**Short exercise:** List every line of the records below that contains the string "sock", matching case exactly. Copy each such line in full.

(Position identification records)
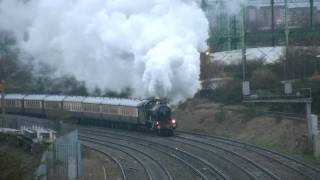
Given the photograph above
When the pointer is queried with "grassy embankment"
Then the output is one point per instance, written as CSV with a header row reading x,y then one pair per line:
x,y
15,162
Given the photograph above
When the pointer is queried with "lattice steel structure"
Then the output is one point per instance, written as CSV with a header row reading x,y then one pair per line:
x,y
264,23
261,23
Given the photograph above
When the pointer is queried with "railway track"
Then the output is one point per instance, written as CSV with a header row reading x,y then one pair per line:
x,y
297,168
106,153
186,160
205,157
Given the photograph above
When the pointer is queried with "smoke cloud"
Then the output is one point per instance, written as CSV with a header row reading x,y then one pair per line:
x,y
151,46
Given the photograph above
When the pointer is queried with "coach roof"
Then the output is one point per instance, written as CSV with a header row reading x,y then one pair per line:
x,y
55,98
14,96
35,97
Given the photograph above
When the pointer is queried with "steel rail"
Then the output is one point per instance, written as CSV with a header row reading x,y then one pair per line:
x,y
124,176
134,149
263,152
213,168
128,154
264,170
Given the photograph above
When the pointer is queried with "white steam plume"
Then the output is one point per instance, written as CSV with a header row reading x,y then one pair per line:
x,y
150,45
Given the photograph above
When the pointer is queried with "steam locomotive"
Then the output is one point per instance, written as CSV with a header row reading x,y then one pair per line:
x,y
150,114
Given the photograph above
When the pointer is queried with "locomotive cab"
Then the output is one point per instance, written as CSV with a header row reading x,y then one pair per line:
x,y
158,116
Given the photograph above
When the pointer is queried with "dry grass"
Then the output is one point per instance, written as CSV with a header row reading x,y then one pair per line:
x,y
204,116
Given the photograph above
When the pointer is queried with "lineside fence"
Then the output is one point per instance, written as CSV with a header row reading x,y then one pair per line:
x,y
62,160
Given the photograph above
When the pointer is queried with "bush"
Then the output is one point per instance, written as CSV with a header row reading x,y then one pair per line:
x,y
229,93
263,78
220,115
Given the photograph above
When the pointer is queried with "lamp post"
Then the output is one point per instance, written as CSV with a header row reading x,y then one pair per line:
x,y
316,65
2,89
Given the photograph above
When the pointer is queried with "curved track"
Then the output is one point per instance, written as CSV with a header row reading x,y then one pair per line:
x,y
197,156
116,161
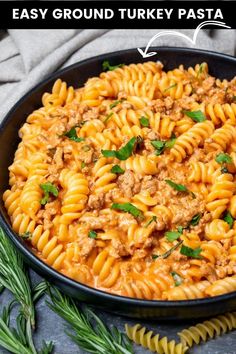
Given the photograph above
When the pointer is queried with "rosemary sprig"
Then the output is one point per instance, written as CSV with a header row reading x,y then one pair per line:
x,y
14,277
19,340
89,332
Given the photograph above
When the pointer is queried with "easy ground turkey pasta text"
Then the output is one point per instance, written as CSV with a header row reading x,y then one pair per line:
x,y
127,184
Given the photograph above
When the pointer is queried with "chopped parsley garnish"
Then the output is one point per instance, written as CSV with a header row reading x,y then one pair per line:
x,y
160,145
195,220
117,169
171,250
48,188
155,256
144,121
170,143
124,153
108,117
128,208
92,234
179,187
72,135
223,158
172,235
191,252
106,66
114,104
196,116
86,148
26,235
177,278
224,169
176,186
170,87
227,217
154,218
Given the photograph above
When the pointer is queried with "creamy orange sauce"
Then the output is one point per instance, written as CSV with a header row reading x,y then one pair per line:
x,y
79,233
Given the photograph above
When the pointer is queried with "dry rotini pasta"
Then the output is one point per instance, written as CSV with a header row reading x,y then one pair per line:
x,y
127,184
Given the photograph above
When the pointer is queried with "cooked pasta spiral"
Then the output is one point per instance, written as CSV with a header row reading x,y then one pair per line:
x,y
139,335
187,142
208,329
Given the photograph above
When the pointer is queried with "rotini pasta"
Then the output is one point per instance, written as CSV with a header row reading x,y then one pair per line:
x,y
127,184
139,335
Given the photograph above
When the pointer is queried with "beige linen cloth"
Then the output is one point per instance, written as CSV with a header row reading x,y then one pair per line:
x,y
27,56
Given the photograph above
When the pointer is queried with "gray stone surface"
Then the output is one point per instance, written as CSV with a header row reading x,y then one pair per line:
x,y
52,327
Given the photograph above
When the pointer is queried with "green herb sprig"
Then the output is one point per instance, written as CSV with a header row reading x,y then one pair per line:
x,y
179,187
191,252
48,188
89,332
124,153
72,135
14,277
106,66
169,252
115,103
128,208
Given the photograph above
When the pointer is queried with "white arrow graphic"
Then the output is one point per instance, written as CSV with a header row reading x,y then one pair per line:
x,y
193,40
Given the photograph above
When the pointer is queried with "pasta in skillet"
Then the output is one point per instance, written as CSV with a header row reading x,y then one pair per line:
x,y
127,184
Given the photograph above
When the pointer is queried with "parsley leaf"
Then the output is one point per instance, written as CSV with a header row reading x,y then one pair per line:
x,y
117,169
196,116
223,158
170,143
107,66
108,117
26,235
154,218
172,235
177,187
170,87
177,278
227,217
195,220
128,208
200,70
180,229
159,146
171,250
48,189
92,234
114,104
144,121
124,153
155,256
191,252
72,135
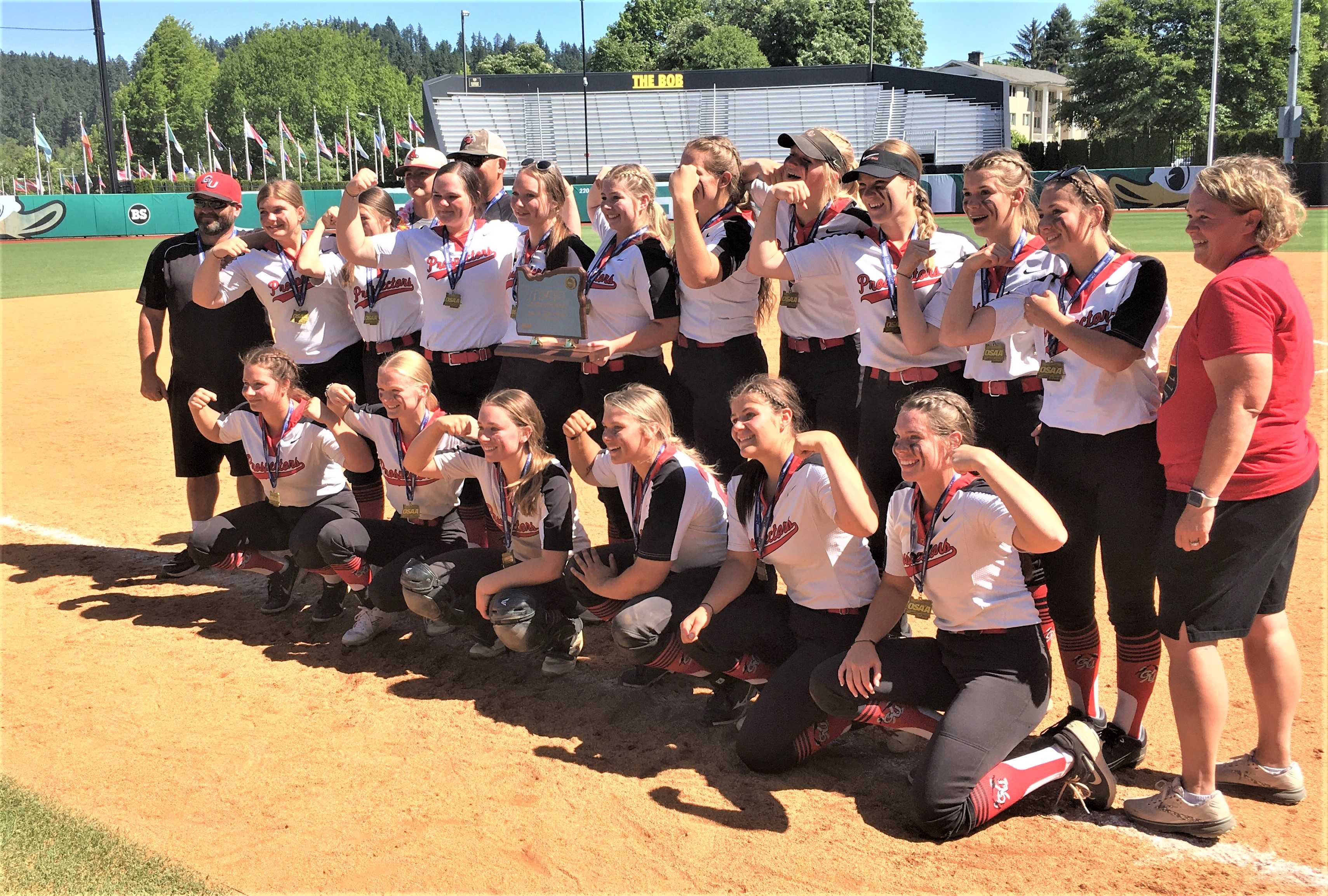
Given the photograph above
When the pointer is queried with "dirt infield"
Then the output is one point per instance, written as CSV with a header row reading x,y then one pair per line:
x,y
263,754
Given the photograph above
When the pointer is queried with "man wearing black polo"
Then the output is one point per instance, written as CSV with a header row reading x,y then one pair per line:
x,y
206,346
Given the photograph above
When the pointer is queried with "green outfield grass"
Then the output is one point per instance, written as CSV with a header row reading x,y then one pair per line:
x,y
45,267
48,850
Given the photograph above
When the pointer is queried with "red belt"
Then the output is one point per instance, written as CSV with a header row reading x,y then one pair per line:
x,y
613,367
460,358
682,342
910,376
804,346
1007,387
393,344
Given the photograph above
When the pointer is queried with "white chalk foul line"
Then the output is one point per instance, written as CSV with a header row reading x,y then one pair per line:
x,y
1230,854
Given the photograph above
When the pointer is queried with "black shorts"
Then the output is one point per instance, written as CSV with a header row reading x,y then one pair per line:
x,y
196,456
1242,573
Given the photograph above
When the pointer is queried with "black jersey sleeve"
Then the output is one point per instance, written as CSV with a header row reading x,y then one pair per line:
x,y
663,276
1138,313
659,531
560,513
733,246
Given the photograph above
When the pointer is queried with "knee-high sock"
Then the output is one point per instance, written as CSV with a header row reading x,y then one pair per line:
x,y
900,717
256,561
1080,652
818,736
671,659
355,573
1136,674
370,500
1014,780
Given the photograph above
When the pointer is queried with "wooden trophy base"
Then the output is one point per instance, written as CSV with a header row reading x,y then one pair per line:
x,y
554,352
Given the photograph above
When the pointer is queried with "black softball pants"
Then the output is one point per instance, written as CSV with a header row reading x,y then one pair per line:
x,y
829,382
1110,490
388,545
263,528
797,640
703,379
594,387
994,689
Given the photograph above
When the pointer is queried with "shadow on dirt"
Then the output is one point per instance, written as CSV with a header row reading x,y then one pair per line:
x,y
630,733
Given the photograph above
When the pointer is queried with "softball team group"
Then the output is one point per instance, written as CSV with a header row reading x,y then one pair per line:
x,y
955,433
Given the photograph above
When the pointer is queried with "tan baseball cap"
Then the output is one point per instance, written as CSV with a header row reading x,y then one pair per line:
x,y
481,142
423,157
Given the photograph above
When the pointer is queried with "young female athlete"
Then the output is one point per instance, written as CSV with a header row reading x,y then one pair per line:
x,y
900,260
722,302
818,327
954,537
799,505
386,303
517,587
631,295
299,450
540,198
311,320
370,554
1097,460
465,267
679,530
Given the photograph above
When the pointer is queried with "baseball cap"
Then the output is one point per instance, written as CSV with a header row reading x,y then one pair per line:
x,y
815,145
217,185
481,142
880,164
423,157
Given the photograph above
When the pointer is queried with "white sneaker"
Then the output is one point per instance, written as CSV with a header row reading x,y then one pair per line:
x,y
487,651
370,623
437,627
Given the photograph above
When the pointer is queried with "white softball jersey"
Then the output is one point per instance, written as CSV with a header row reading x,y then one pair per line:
x,y
307,460
310,320
823,566
633,285
682,516
1015,356
484,259
433,497
816,307
973,574
554,526
727,310
1128,302
860,260
384,303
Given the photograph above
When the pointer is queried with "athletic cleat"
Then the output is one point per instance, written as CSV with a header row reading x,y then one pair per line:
x,y
641,676
562,659
1123,750
1090,780
1246,774
487,651
729,702
329,606
178,566
370,623
281,590
1169,811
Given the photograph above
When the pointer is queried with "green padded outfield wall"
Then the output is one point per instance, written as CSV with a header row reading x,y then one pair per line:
x,y
171,213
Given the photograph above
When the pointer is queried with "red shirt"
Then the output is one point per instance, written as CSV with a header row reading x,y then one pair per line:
x,y
1253,307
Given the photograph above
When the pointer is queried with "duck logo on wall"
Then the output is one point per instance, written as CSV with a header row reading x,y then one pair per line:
x,y
19,224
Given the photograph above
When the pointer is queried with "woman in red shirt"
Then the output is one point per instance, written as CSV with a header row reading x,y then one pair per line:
x,y
1241,472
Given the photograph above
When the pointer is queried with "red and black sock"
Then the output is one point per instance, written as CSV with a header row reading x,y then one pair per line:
x,y
1136,675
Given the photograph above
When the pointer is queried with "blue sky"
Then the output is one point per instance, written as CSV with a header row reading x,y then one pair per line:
x,y
953,28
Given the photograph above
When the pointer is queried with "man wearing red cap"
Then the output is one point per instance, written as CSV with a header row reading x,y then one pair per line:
x,y
205,344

**Response:**
When the pointer is queried with "knee-high sock"
When the pointer is queried with "red and black sock"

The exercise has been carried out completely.